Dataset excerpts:
────────────────

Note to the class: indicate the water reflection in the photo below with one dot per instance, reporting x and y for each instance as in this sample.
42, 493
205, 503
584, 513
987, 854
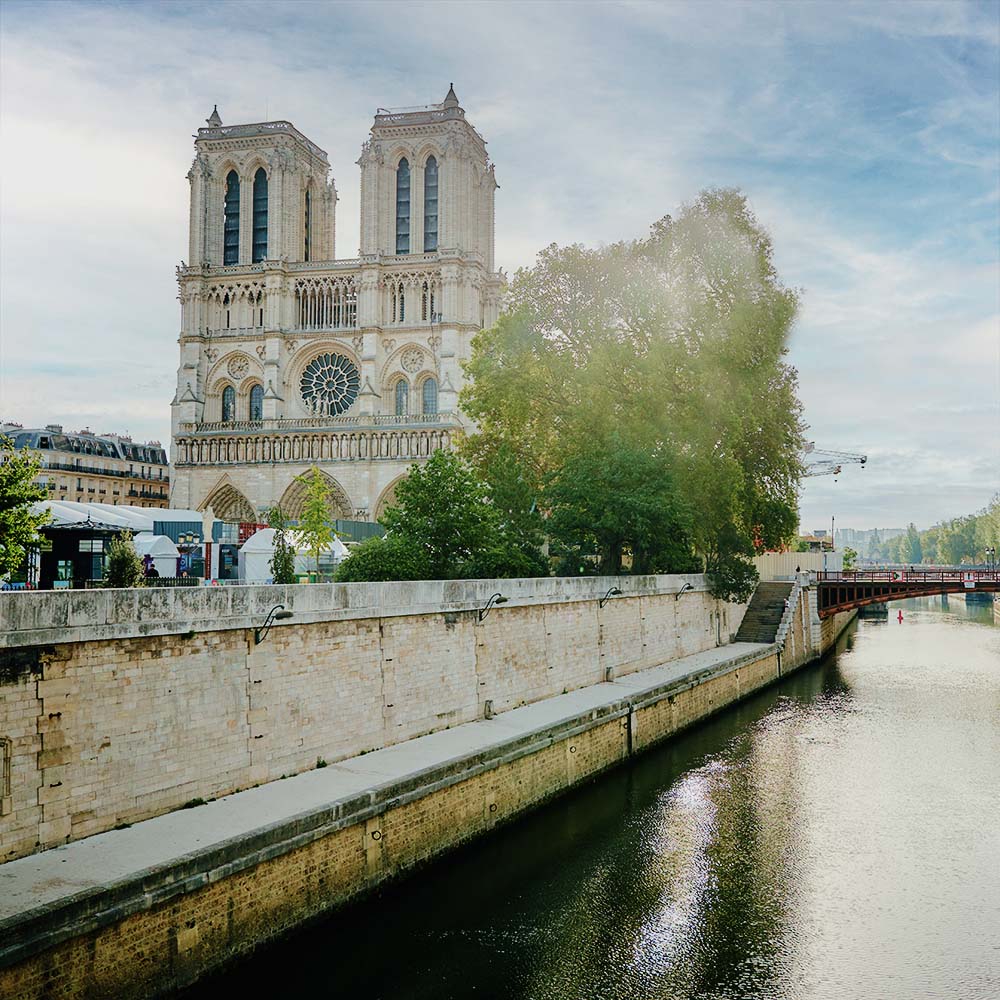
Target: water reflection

────────────────

- _WHAT IS REQUIRED_
Where in the records does the word "water" appear? Copy each line that holds it.

- _FINAL ANSWER_
Note to the class: indicate the water reflection in the photo below with one dot per instance, reporting x and y for each instance as in this sample.
Target: water reflection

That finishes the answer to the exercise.